Work to complete
Copy out all of the data exactly as it appears.

Source material

◇ ◇ ◇ ◇ ◇

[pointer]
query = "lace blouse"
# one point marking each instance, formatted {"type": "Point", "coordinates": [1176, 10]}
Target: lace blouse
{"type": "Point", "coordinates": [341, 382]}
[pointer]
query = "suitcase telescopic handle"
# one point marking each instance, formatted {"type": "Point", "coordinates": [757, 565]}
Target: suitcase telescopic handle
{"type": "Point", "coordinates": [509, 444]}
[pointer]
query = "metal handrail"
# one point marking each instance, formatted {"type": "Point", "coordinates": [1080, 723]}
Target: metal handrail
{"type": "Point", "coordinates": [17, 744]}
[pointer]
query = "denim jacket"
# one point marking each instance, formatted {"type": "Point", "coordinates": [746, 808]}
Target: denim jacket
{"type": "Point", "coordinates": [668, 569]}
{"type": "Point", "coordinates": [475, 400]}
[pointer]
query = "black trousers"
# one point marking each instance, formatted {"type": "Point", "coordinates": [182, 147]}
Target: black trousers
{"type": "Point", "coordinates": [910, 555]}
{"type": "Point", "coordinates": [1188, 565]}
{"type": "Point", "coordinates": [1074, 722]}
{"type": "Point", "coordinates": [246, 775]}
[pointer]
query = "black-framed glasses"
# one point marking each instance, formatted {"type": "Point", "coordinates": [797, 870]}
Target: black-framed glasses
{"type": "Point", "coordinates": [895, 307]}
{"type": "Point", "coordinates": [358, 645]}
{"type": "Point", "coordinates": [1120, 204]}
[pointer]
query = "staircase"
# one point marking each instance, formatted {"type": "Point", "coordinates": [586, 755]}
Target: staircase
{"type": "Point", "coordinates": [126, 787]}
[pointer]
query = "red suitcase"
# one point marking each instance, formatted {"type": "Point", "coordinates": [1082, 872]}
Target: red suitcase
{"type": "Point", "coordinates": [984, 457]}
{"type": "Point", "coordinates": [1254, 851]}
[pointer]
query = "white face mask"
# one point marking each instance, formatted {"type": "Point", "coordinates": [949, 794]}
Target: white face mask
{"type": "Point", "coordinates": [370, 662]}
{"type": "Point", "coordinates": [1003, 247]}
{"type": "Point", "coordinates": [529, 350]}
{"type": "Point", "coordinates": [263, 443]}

◇ ◇ ◇ ◇ ◇

Task response
[pointer]
query = "lace blouse"
# one point marking each instance, formatted {"type": "Point", "coordinates": [1176, 10]}
Target: lace blouse
{"type": "Point", "coordinates": [341, 382]}
[pointer]
query = "suitcase telescopic handle"
# one point marking each instance, formatted {"type": "Point", "coordinates": [757, 565]}
Target: suitcase telescopic handle
{"type": "Point", "coordinates": [509, 444]}
[pointer]
query = "metal handrail"
# one point marking each instance, formatted {"type": "Point", "coordinates": [1080, 723]}
Target: metal handrail
{"type": "Point", "coordinates": [17, 744]}
[pointer]
query = "denim jacket"
# one point marking each instance, formatted {"type": "Point", "coordinates": [746, 808]}
Target: denim jacket
{"type": "Point", "coordinates": [668, 569]}
{"type": "Point", "coordinates": [475, 400]}
[pointer]
query = "black trousers"
# one point marking each instance, formatted {"type": "Point", "coordinates": [182, 147]}
Target: black trousers
{"type": "Point", "coordinates": [910, 555]}
{"type": "Point", "coordinates": [1188, 565]}
{"type": "Point", "coordinates": [1074, 722]}
{"type": "Point", "coordinates": [246, 775]}
[pointer]
query = "black-framed glasses"
# one point marking each instance, formatted {"type": "Point", "coordinates": [797, 870]}
Target: black-framed glasses
{"type": "Point", "coordinates": [895, 307]}
{"type": "Point", "coordinates": [358, 645]}
{"type": "Point", "coordinates": [1120, 204]}
[pointer]
query = "staircase"
# one point marking each instance, formatted {"type": "Point", "coordinates": [586, 755]}
Target: staircase
{"type": "Point", "coordinates": [126, 787]}
[pointer]
query = "red suitcase"
# one point marking each instance, formatted {"type": "Point", "coordinates": [1082, 872]}
Target: red suitcase
{"type": "Point", "coordinates": [984, 457]}
{"type": "Point", "coordinates": [1254, 851]}
[pointer]
query = "white face mask"
# one point marking each instance, formatted {"type": "Point", "coordinates": [949, 794]}
Target: white face mask
{"type": "Point", "coordinates": [370, 662]}
{"type": "Point", "coordinates": [1003, 247]}
{"type": "Point", "coordinates": [529, 350]}
{"type": "Point", "coordinates": [263, 443]}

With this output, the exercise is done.